---- ENTRIES PROVIDED

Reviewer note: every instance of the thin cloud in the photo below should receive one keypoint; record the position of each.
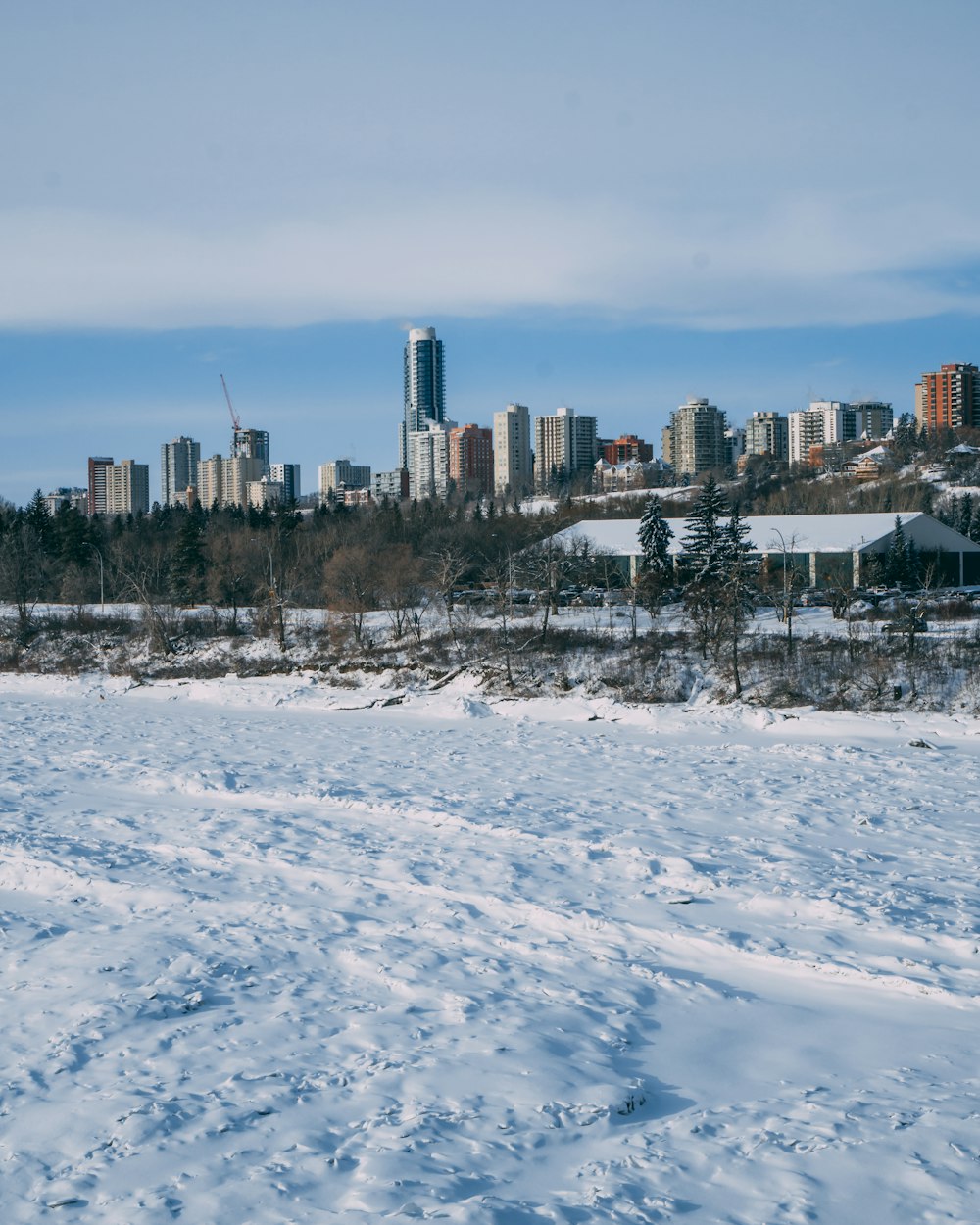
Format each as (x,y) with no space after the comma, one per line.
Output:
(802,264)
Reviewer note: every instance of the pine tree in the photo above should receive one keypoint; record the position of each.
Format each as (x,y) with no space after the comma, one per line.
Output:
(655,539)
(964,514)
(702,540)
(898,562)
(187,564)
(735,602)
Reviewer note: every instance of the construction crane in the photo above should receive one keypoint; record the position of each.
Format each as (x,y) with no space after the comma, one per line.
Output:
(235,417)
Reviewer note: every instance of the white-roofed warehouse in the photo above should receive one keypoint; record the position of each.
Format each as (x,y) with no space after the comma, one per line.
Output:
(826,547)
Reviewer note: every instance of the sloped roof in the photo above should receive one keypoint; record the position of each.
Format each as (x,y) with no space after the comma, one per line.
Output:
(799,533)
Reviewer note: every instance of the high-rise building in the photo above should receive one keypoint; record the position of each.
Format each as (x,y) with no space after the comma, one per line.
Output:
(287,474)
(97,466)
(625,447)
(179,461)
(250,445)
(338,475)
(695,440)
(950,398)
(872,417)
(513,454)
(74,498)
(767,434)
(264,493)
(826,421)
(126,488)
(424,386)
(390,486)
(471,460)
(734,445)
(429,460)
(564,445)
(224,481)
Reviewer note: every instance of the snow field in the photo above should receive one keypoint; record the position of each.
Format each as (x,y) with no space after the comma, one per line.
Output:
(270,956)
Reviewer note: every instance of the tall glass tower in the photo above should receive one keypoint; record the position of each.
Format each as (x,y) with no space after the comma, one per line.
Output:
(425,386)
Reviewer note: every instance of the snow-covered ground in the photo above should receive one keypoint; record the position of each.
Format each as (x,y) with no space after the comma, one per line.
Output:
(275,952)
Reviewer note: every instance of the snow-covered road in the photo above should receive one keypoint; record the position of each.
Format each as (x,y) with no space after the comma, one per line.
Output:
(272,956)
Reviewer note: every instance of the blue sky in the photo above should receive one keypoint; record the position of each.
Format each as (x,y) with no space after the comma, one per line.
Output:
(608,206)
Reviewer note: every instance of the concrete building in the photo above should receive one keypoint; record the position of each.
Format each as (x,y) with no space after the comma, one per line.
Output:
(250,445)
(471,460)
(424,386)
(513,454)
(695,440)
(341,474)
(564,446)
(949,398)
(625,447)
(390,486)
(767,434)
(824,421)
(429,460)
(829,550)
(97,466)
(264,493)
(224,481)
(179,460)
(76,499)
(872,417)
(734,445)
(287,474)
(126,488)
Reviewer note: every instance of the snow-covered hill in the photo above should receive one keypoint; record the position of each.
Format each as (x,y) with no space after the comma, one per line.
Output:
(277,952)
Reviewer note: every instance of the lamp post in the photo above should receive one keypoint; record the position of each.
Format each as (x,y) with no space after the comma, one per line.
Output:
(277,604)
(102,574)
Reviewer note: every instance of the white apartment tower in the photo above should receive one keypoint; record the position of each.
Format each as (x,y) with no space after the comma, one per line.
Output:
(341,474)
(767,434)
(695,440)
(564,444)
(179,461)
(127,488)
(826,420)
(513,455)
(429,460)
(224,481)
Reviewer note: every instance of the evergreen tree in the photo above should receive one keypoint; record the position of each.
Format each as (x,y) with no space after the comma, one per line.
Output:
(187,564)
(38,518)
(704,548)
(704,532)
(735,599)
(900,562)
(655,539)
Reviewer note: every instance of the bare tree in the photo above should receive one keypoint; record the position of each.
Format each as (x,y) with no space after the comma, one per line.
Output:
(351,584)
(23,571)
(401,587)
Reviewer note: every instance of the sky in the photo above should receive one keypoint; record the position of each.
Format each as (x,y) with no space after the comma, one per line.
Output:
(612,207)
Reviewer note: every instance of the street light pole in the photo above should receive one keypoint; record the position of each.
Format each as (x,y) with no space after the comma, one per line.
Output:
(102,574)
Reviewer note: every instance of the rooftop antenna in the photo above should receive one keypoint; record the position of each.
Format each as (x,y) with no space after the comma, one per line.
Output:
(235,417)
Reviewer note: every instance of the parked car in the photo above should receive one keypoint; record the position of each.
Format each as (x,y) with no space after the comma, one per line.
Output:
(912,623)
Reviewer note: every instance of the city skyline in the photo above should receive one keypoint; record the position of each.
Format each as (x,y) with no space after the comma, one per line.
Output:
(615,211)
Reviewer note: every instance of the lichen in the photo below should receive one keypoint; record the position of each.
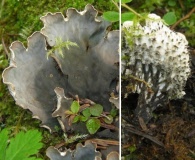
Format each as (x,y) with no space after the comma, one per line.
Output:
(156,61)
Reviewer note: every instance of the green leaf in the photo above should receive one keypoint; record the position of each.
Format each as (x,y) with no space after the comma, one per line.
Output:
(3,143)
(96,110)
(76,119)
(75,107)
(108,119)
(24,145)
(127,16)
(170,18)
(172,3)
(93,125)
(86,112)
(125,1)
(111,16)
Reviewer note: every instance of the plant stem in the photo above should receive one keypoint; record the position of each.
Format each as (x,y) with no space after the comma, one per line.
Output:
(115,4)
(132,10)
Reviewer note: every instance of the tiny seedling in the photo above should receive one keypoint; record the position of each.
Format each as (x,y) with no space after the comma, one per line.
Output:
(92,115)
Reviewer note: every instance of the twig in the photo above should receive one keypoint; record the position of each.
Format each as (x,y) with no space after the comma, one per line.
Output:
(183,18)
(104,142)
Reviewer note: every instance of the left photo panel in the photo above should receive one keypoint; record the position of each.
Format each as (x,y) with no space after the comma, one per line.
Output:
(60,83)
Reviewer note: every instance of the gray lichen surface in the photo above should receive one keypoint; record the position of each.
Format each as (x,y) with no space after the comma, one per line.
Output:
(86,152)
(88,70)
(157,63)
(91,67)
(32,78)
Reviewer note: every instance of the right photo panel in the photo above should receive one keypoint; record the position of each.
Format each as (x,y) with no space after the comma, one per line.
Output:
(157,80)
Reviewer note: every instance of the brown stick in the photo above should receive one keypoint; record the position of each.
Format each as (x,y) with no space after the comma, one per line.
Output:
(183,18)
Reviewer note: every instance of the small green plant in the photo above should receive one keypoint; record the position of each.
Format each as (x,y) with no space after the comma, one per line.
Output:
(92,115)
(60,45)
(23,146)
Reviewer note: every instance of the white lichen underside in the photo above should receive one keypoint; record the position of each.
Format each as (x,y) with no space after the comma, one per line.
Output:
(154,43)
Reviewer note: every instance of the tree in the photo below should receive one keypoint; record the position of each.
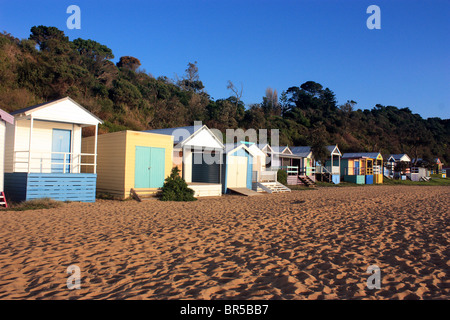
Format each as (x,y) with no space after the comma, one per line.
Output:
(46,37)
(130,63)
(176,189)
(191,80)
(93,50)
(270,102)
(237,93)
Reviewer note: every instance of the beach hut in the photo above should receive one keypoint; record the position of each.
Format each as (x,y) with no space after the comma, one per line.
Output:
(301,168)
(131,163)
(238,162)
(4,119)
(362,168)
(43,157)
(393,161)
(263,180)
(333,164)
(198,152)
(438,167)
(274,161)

--------

#### YOUR OBJECTIVE
The records above are to be restated exactly, without their pictures.

#### ANSWER TO THIS TASK
Reviewer note: every instance of the thin cloud in the photo below should receive one keypoint; record the position of each.
Format each as (x,y) with no space after the comma, one per line.
Output:
(802,264)
Reviewer note: every instance of the pine tree in the photo above should receive one keypoint; record the position of each.
Format each as (x,y) with no space after the comma, one per line.
Output:
(655,539)
(964,514)
(702,540)
(898,562)
(187,564)
(735,602)
Reviewer note: every instance of the construction crane in the photo above should receive one keypoint; record the position of each.
Format each as (x,y) with no space after the comma, one per line.
Output:
(235,417)
Reviewer note: every instance of the white-roofed warehouse in the photo above should receive one keypoint; record the position of each.
Format each as (x,y) with no space after the comma, one per line.
Output:
(826,547)
Reviewer note: every instance of the sloped roof in the photo above should receive one keypoint; record the position of each.
Format each as (x,y) with no space after the comma, one per line.
Output:
(799,533)
Reviewer note: every instance of the high-rise building in the photo above should receive one keypoint; record the position of each.
Format each as (x,y) with no space after the comma, one per line.
Output:
(287,474)
(97,466)
(625,447)
(179,461)
(250,445)
(338,475)
(695,440)
(950,398)
(872,417)
(513,454)
(74,498)
(767,434)
(264,493)
(826,421)
(126,488)
(424,386)
(390,486)
(471,460)
(734,445)
(429,460)
(564,445)
(224,481)
Reviewer note: every instance of the snow field in the photo above should receive one keypoint; record the position of each.
Format each as (x,y) with no space after the comma, one per line.
Output:
(270,956)
Reviewer note: every instance of the tall glass tower in the photo above should receive one keypoint; record the position of each.
Format each as (x,y) with no space after the comma, one per line.
Output:
(425,386)
Reviewer note: every instance of the snow-covered ground in the photo above should receive one keypoint; record the position of each.
Format each as (x,y) with no space after the comma, one per line.
Output:
(275,952)
Reviewer note: every instance of the snow-covered road in the photo above should receive one keypoint; record the position of each.
Format each as (x,y) with no space after the comma, one per line.
Output:
(272,956)
Reviewer note: every instance of the blue sky in the photo above should receive one keypoint; record the position of each.
Format each as (x,y) with no space after the comma, one per line.
Output:
(608,206)
Reviewer note: every instance of the concrete building in the photo above should receive one keypoint; record the position of each.
Format each as (x,y) with no space after the comma, one per line.
Output:
(250,445)
(471,460)
(424,386)
(513,454)
(695,440)
(341,474)
(564,446)
(949,398)
(625,447)
(390,486)
(767,434)
(824,421)
(429,460)
(829,550)
(97,466)
(264,493)
(224,481)
(179,460)
(76,499)
(872,417)
(734,445)
(287,474)
(126,488)
Reviewer note: every instance of the snow-covered hill in the photo above should receive one keypoint; record the position of each.
Format each as (x,y) with no space after the comma, one per line.
Output:
(277,952)
Reviewer note: every instance of the lamp post in the photo above should receive one keypoint; record the position of each.
Format each as (x,y) with no space after the comma, one per line.
Output:
(277,604)
(102,574)
Reviewer note: every instance of the white apartment tower in the photo above should receive one keypoint; record the position of each.
Format each as (x,y) with no space after the comma, one per line.
Output:
(341,474)
(767,434)
(695,440)
(564,444)
(179,461)
(127,488)
(826,420)
(513,455)
(429,460)
(224,481)
Reviewer note: every instance of the evergreen tree in the photo above should receive one keypoint; record the position of each.
Format each as (x,y) with no space after the comma, one per line.
Output:
(187,564)
(38,518)
(704,548)
(704,532)
(735,599)
(900,562)
(655,539)
Reviewer note: every instance of the bare tree in the photo above should receive one keypoint; record the position of each.
Format each as (x,y) with no space after the comma, one per line.
Output:
(351,584)
(23,571)
(401,587)
Reviewer note: every instance of the sky in the photo above should receive one keypoint; record the position of each.
Format each as (x,y) with no space after the comma, one per line.
Output:
(612,207)
Reviewer note: every instance of the street light pole in the photo above should receive one keypoint; record the position of each.
Format each as (x,y) with no space after the comma, one per line.
Output:
(102,574)
Reviewer note: every instance of the rooftop antenna in the photo above should receive one keypoint; record the position of each.
Format each as (x,y) with no space after the comma, one per line.
Output:
(235,417)
Reviewer note: every instance of the parked car in the photo above should receive one keypoint; record the position of each.
Format each as (x,y) with no space after the comma, one per line.
Output:
(912,623)
Reviewer note: every instance of the city skyline in the photo above should receive one keypoint; record the position of each.
Format each as (x,y) with no space after the comma, one per line.
Output:
(615,211)
Reviewer note: every instance of the lichen in the photo below should receive one keypoint; record the position of each.
Format each as (x,y) with no space after the comma, one per line.
Output:
(156,61)
Reviewer note: every instance of the green leaf in the photo above should receive one keypoint; record the position of each.
Format each as (x,y) with no space after the comma, one per line.
Output:
(3,143)
(96,110)
(76,119)
(75,107)
(108,119)
(24,145)
(127,16)
(170,18)
(172,3)
(93,125)
(86,112)
(125,1)
(111,16)
Reviewer note: every instance of the plant stem in the photo above should receive one keypoint; record the position of each.
Format each as (x,y) with no space after the comma, one per line.
Output:
(115,4)
(132,10)
Reviewer note: every instance of the tiny seedling in the photo above should receive one keypoint; record the position of each.
Format each as (x,y) with no space after the comma, one per line.
Output:
(92,115)
Reviewer note: every instance of the twig in the photo above should receive one keypoint; record the position of each.
Format each as (x,y) with no space after the comma, one per line.
Output:
(183,18)
(104,142)
Reviewer note: every instance of the left photo panel in the photo above should receive one keypoint; record the position of each.
Format each as (x,y) with no space after the comma, one per line.
Output:
(60,83)
Reviewer note: every instance of the gray lichen surface in the photo above should receive one keypoint; record the position of each.
Format each as (x,y) with no space after the comma, one per line.
Output:
(86,152)
(88,70)
(157,63)
(91,67)
(32,78)
Reviewer note: every instance of the right photo panel in the photo above should receive one keypoint; record the position of each.
Format each as (x,y) with no space after the comma, one per line.
Output:
(157,80)
Reviewer note: every instance of the brown stick in the photo above should receive one keypoint; record the position of each.
Format each as (x,y) with no space after the comma, one per line.
Output:
(183,18)
Reviewer note: every instance of the small green plant in the photo above should receive one keypoint; record the position of each.
Format each as (x,y) with no space after the comma, one per line.
Output:
(92,115)
(60,45)
(23,146)
Reviewer note: every instance of the white lichen underside in the photo above should receive one keypoint; record the position of each.
Format each as (x,y) with no space after the comma, one per line.
Output:
(154,43)
Reviewer note: every instance of the tree in the photo below should receive one keypoint; record the position of each.
Format each as (x,y) with no space after the comma, one per line.
Output:
(46,37)
(130,63)
(176,189)
(191,80)
(93,50)
(270,102)
(237,93)
Reviewer note: every instance of the beach hut in the photo above should receive one keypoint; record the position of each.
Format each as (x,y) with no space after the comma, one per line.
Output:
(301,168)
(131,163)
(238,162)
(4,119)
(362,168)
(43,157)
(393,161)
(263,180)
(333,164)
(198,152)
(438,167)
(274,161)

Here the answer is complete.